> [WRITTEN INSTRUCTION]
Extract every line of the listing below verbatim, leaving out the pictures.

** start ROWS **

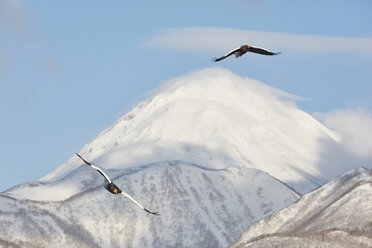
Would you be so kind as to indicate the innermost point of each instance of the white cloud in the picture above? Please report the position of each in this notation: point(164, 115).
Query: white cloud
point(223, 39)
point(354, 127)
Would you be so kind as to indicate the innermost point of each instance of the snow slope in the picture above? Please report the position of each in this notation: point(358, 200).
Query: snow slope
point(218, 119)
point(211, 151)
point(199, 207)
point(336, 215)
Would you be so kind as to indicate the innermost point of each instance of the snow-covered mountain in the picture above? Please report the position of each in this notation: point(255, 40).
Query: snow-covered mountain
point(211, 151)
point(217, 119)
point(336, 215)
point(200, 207)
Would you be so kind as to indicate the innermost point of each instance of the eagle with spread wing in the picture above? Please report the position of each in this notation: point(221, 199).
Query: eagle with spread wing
point(112, 188)
point(243, 49)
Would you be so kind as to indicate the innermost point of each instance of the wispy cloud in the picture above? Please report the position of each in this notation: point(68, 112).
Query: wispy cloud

** end ROWS **

> [COMPLETE ANSWER]
Would you be so kind as to indicate the innermost point of each instance of the white cloud in the picture above? Please report the position of each in this notation: point(164, 115).
Query: white cloud
point(223, 39)
point(354, 127)
Would you be so kind as to indicate the innermost point of each instance of the snow slope in the picture above? Please report the position of each in this notation: point(358, 200).
Query: snow slope
point(218, 119)
point(211, 151)
point(199, 207)
point(336, 215)
Would you be so kind as to indicate the innermost point of each instance of the snow-covered mountain in the picture above? Please report the position of each in this notation: point(255, 40).
Query: snow-covered mountain
point(211, 151)
point(217, 119)
point(336, 215)
point(200, 207)
Would you be so kind as to indicate the innermost point of each instance of the eagle with spread wing in the picture above? Please report the position of each in this notation: point(221, 199).
Query: eagle with spread wing
point(112, 188)
point(243, 49)
Would you be so kind as to indicate the innermost point of each instance of the wispy cloud in the picture above? Please report the position of each in this notation: point(68, 112).
Query: wispy cloud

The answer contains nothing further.